Action item.
Reproduce the stretch of the mesothelioma text from "The median survival" through "with epithelial mesothelioma.", replacing "monocyte count" with "monocyte level".

** Text section follows **

Malignant pleural mesothelioma can result when inhaled asbestos fibers trigger physiological changes in the lung tissue. Medical science has yet to find a reliable way to stop the spread of mesothelioma once it begins and many patients succumb to this disease within a year or two after diagnosis.

But mesothelioma tumors are known to produce an abundance of myeloid cell stimulating factors, chemicals that trigger the body to produce extra white blood cells. Now, a team of researchers at Brigham & Women’s Hospital in Boston believe that looking at the levels of these white blood cells, called monocytes and macrophages, may help predict which patients are more likely to do well and may open the door for mesothelioma treatments that target the immune system.

The researchers studied the cases of 667 mesothelioma patients who had cytoreductive surgery at Brigham & Women’s between 1989 and 2009. They examined each patient’s preoperative levels of circulating monocytes and compared it to how well they did after surgery. They also looked at level of tumor-infiltrating macrophages, the white blood cells typically charged with the task of surrounding and absorbing foreign invaders. These macrophages comprised an average of 27% of the tumor area.

The median survival for all patients in the study was 13.4 months, although those with the rarer non-epithelial types of mesothelioma did not live as long. These patients were found to have significantly higher levels of monocytes. In fact, the higher the monocyte count, the lower the chance of survival – regardless of tumor type. When the team looked at macrophages, they found that “the degree of macrophage infiltration was found to be negatively correlated with survival in patients with non-epithelial malignant pleural mesothelioma, independent of disease stage.” Macrophage levels did not appear to correlate with survival in patients with epithelial mesothelioma.

** End of Text section **
** Listed records follows **

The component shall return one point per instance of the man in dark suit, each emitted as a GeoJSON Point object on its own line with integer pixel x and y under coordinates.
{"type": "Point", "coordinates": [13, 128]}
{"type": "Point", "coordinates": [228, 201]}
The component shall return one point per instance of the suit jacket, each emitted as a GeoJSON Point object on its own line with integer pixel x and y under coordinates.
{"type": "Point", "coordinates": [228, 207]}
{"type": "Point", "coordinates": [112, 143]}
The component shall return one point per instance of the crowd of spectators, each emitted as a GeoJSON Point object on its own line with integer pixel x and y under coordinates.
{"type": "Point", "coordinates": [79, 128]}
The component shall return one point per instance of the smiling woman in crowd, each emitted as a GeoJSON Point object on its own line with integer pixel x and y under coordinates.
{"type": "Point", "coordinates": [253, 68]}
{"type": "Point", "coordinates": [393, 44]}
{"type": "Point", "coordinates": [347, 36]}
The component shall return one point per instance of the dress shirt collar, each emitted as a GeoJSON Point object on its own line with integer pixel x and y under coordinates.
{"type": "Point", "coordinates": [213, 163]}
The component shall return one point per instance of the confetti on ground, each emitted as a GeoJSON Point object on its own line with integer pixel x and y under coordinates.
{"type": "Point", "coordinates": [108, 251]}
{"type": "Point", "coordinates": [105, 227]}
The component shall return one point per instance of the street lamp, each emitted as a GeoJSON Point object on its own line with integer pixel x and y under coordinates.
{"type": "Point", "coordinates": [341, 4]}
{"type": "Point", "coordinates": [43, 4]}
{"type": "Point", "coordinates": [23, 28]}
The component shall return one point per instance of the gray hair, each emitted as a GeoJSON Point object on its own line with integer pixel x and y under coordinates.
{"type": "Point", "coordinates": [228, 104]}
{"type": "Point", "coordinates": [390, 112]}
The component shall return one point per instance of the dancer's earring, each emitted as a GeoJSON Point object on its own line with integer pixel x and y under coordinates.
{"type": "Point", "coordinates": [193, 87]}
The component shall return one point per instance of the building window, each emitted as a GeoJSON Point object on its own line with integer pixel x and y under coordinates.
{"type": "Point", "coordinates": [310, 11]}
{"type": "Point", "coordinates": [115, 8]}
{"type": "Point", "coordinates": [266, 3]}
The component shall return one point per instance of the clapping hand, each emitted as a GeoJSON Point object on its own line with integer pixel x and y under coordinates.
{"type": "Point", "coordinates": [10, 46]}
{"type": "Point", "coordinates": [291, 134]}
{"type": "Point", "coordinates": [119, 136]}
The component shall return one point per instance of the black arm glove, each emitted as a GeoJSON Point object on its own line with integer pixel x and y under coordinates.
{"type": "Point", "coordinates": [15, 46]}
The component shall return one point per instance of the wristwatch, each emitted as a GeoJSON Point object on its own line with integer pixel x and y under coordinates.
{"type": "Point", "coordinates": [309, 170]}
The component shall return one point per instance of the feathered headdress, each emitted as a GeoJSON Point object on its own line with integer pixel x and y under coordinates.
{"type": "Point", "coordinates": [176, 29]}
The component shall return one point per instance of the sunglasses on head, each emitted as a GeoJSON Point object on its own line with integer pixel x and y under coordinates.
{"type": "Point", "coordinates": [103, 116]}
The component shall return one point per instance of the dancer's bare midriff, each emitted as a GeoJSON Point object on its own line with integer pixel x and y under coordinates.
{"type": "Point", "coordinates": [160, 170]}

** End of Listed records **

Problem solution.
The median survival for all patients in the study was 13.4 months, although those with the rarer non-epithelial types of mesothelioma did not live as long. These patients were found to have significantly higher levels of monocytes. In fact, the higher the monocyte level, the lower the chance of survival – regardless of tumor type. When the team looked at macrophages, they found that “the degree of macrophage infiltration was found to be negatively correlated with survival in patients with non-epithelial malignant pleural mesothelioma, independent of disease stage.” Macrophage levels did not appear to correlate with survival in patients with epithelial mesothelioma.